### Source document
Content starts

Wednesday, December 31, 2008

...

I hope everyone has a great and safe New Years Eve tonight. I am looking forward to a wonderful weekend...pics to be posted.

Companies Disappearing in 2009

24/7 Wall Street published an article about companies disappearing in 2009. I can hardly believe it!

1. Chrysler
2. Sirius XM
3. AIG
4. Fannie Mae and Freddie Mac
5. Rite Aid
6. The New York Times
7. Nortel
8. Pier 1
9. Charter Communications
10. Hovnanian

Monday, December 29, 2008

Horses and Cheesecake

Yesterday was Andrew's birthday. On Saturday, we had watched something on GPTV about trail riding, and Andrew said, "that'd be a great way to celebrate my birthday: trail riding." On Saturday afternoon, we called a barn in Blairsville and made a booking for two for an hour and a half trail ride.

The next morning, we wake up, and we're excited. It had rained overnight, but it wasn't raining when we left, and there was only a 10% chance of rain in Blairsville. We drive a little over an hour up to Blairsville, get to the farm, and no one is there. We call the farm owner who said, "I thought you guys woulda called. We can't ride in this weather. It's a 100% chance of rain the rest of the day." Well I don't know what meteorologist or what weather he was looking at, but it didn't rain the entire time we were at the farm, and it didn't rain the rest of the day. We were annoyed. The guy took us on a brief tour around the farm where Andrew saw his dream horse: Isabella, the Friesian.

Content ends

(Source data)
Content starts

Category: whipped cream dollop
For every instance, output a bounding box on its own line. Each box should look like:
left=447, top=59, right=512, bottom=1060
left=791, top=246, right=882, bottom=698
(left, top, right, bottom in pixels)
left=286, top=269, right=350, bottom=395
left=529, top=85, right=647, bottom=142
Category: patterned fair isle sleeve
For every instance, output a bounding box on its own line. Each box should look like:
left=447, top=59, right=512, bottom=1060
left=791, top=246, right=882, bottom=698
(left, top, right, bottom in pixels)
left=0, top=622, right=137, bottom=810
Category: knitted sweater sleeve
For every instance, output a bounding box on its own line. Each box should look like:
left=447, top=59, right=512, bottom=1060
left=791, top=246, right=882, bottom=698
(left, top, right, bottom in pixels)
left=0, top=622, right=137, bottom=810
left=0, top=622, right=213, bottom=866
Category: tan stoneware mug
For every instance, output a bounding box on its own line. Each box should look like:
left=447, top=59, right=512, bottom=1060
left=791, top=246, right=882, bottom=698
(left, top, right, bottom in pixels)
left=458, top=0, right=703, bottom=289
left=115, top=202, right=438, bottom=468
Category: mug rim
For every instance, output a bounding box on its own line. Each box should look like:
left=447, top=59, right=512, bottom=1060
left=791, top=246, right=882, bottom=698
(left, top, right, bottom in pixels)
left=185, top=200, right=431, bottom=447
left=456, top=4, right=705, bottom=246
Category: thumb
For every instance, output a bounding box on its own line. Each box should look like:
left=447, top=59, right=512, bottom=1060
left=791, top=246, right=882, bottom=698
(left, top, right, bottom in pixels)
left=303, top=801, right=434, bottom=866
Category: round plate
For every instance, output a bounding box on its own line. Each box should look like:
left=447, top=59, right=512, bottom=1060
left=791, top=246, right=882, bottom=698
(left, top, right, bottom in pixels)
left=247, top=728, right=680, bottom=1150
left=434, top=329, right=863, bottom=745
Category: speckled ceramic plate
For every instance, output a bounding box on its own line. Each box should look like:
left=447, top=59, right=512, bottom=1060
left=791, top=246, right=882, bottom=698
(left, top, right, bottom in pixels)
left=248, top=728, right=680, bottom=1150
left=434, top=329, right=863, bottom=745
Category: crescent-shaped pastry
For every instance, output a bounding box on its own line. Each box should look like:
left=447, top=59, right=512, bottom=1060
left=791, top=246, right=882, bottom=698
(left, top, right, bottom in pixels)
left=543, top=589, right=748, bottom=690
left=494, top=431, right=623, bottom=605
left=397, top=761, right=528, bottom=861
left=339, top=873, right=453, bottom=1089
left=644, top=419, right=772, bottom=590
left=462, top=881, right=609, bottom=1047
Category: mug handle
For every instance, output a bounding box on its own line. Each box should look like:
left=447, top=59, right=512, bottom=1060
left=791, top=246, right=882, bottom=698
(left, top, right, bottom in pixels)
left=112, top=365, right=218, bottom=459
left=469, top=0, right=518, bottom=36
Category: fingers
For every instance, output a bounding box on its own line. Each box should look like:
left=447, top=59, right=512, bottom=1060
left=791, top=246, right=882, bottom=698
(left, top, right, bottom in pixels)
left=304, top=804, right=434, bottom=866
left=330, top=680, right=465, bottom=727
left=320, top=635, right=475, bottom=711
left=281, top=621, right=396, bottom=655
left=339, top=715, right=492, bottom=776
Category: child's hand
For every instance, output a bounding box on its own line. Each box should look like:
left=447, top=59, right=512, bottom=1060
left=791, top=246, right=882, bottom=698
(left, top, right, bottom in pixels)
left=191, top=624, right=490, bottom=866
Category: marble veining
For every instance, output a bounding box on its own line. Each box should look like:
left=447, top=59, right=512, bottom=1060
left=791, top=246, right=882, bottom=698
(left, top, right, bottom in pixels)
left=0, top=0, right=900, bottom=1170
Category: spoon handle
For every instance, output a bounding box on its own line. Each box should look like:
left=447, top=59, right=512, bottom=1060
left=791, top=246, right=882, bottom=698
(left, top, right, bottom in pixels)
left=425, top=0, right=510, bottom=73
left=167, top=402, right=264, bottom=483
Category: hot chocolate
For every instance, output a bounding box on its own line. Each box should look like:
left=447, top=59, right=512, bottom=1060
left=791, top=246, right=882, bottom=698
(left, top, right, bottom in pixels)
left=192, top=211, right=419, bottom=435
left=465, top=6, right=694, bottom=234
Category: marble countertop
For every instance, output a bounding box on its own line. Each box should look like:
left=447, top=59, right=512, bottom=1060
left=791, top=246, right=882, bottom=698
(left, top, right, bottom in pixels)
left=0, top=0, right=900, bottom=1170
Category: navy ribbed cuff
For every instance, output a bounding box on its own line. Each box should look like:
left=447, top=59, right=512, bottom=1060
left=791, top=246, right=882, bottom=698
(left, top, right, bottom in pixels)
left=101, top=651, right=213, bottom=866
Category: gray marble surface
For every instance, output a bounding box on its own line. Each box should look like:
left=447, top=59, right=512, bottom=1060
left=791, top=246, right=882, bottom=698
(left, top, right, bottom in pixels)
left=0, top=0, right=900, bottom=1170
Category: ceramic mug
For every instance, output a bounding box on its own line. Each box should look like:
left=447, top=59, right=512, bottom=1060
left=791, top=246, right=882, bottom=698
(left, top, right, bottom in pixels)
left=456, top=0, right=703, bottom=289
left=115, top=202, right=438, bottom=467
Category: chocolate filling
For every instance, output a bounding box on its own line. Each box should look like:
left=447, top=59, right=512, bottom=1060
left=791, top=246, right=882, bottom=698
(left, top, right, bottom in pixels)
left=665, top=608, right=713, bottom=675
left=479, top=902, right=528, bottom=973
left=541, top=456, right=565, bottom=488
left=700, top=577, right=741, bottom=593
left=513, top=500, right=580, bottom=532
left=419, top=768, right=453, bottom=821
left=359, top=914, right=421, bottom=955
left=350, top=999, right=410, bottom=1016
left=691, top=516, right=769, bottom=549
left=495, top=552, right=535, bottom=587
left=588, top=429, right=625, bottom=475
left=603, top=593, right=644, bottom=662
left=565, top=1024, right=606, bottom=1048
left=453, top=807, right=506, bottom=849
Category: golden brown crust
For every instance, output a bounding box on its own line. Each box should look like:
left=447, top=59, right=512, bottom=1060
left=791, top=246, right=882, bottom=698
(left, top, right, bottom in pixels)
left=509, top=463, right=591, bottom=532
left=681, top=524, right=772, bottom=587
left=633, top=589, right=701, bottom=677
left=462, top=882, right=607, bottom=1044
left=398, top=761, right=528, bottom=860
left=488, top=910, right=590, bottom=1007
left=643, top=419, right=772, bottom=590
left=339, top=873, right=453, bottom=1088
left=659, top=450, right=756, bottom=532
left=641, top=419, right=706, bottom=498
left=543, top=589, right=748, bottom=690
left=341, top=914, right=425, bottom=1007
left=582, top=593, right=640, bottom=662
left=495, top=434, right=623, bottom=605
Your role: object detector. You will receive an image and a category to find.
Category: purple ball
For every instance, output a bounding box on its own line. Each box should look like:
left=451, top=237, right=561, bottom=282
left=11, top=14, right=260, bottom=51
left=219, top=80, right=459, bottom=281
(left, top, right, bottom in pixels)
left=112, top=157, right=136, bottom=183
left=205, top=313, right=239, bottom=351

Content ends

### Problems to solve
• a. For each statement, answer yes or no according to the blog post, and quote the words from the blog post that decide it: (i) The trail ride was booked for an hour and a half. (ii) It rained the whole time they were at the farm. (iii) Rite Aid appears on the list of companies disappearing in 2009.
• b. Reproduce the part of the blog post that begins at the words "Wednesday, December 31, 2008" and ends after the words "hardly believe it!".

### Answers to each task
• a.
(i) Yes: "made a booking for two for an hour and a half trail ride"
(ii) No: "it didn't rain the entire time we were at the farm"
(iii) Yes: "5. Rite Aid"

• b.
Wednesday, December 31, 2008

...

I hope everyone has a great and safe New Years Eve tonight. I am looking forward to a wonderful weekend...pics to be posted.

Companies Disappearing in 2009

24/7 Wall Street published an article about companies disappearing in 2009. I can hardly believe it!